Arthur va travailler six mois, à partir du début février, dans ces abattoirs moyens, passer par tous les postes.

 

Arthur rentre dans les détails de ce métier, où il est du bon côté, celui des vivants, et où les bêtes meurent.

 

Pour l'essentiel il s'agit de cochons qui sont menés à l'abattoir, mais il y a aussi des bovins et des ovins.

 

Compte tenu de sa dimension, cette usine ne fonctionne pas tous les jours et le travail commence dans la nuit.

 

Au début, les gens qui y bossent pensent qu'ils ne s'habitueront pas, mais peu à peu ils ne réagissent plus.

 

Arthur raconte leur vie de gens tout à fait ordinaires et qui, il le dit sans ambages, souffrent avec les bêtes.

 

Il est venu pour travailler, mais aussi pour savoir, et pouvoir raconter ce [qu'il aura] vécu, pendant six mois.

 

Quand, dehors, il raconte l'abattoir, les gens, ça les dégoûte, sachant que c'est nécessaire si on mange de la viande.

 

Alors il défend ceux qui y travaillent parce qu'il sait qu'ils font leur maximum pour que les bêtes ne souffrent pas.

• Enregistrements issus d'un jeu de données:
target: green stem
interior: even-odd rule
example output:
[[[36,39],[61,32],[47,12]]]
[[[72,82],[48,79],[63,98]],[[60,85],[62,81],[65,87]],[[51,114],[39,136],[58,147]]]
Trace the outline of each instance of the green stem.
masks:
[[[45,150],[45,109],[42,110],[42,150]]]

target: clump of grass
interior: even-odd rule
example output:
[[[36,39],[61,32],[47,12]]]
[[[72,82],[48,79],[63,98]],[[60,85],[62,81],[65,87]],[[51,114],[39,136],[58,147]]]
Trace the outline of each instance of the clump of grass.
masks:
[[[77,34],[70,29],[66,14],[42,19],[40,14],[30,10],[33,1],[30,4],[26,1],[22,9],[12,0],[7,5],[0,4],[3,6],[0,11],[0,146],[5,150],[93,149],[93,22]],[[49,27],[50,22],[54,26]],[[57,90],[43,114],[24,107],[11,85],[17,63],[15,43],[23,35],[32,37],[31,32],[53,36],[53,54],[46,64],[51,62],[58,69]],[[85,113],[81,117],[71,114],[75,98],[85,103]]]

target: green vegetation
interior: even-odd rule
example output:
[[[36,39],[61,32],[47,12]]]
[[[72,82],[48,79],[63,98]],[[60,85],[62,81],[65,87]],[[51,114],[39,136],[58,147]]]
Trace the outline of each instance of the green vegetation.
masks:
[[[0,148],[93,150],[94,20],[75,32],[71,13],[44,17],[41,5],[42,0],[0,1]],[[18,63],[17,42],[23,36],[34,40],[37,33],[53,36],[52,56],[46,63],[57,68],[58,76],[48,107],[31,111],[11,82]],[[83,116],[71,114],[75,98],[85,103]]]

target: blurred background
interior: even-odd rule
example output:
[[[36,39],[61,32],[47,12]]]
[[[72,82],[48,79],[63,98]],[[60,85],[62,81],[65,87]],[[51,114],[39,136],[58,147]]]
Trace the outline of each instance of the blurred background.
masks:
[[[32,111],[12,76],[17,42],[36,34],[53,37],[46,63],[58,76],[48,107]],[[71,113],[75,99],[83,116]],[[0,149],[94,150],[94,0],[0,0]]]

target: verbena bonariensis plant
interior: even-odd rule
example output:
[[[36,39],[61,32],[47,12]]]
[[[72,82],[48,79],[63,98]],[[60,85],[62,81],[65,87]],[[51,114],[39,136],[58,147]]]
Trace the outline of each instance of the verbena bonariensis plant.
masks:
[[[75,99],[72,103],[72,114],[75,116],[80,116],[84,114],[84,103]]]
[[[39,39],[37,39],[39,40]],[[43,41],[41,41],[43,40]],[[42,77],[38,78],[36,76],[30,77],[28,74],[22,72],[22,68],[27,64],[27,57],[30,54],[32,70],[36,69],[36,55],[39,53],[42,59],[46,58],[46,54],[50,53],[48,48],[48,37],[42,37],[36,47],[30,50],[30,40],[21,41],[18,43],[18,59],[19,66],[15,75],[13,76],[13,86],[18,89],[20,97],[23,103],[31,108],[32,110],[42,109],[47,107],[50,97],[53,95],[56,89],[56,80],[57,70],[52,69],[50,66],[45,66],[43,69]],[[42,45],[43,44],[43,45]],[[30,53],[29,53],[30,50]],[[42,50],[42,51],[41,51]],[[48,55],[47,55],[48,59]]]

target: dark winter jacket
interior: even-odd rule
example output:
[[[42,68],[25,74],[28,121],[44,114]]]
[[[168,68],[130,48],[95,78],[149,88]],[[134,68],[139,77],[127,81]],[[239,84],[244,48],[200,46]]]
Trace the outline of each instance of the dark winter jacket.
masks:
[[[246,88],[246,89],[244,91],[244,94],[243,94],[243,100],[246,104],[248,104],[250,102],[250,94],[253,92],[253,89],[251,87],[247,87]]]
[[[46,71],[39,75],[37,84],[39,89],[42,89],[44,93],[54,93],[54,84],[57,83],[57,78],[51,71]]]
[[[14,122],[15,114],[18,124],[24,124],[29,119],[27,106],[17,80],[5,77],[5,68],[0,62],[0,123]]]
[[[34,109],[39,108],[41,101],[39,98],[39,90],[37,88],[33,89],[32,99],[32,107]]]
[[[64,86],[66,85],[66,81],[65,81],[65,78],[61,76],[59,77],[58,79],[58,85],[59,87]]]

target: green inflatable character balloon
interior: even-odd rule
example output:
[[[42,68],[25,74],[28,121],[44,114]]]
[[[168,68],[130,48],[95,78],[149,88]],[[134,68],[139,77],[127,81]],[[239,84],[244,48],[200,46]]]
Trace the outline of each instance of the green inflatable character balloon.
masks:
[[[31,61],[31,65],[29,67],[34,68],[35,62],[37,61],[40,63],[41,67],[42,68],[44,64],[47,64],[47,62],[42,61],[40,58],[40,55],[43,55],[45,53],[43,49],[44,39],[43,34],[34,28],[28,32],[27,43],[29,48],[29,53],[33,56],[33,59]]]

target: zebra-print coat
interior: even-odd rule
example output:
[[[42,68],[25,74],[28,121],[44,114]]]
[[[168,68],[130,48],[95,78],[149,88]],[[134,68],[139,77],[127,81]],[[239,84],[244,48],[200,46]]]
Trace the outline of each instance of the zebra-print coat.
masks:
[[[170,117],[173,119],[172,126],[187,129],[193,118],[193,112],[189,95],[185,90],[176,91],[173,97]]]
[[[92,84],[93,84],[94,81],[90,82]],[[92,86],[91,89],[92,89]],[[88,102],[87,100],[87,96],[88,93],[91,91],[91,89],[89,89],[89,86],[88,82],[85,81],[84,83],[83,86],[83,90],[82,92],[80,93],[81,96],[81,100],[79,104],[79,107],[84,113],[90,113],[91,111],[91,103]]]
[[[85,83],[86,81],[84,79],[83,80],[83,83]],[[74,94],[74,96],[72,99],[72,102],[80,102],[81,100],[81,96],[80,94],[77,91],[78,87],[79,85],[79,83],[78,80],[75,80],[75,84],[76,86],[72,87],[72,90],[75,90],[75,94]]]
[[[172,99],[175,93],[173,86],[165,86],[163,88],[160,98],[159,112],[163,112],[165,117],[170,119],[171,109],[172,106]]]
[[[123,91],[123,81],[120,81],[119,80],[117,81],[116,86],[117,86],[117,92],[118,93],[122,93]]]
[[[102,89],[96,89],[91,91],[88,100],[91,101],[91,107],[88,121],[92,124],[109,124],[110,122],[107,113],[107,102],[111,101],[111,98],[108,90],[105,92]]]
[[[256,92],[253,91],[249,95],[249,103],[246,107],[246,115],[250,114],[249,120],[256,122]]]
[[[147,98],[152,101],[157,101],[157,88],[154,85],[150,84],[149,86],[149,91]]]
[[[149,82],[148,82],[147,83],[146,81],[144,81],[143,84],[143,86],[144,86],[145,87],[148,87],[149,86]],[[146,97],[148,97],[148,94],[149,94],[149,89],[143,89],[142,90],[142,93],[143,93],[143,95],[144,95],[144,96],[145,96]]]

• Consigne: Reproduisez mot pour mot le passage du texte sur les abattoirs qui va de « Arthur rentre dans » jusqu'à « et des ovins. » inclus.

• Corrigé:
Arthur rentre dans les détails de ce métier, où il est du bon côté, celui des vivants, et où les bêtes meurent.

 

Pour l'essentiel il s'agit de cochons qui sont menés à l'abattoir, mais il y a aussi des bovins et des ovins.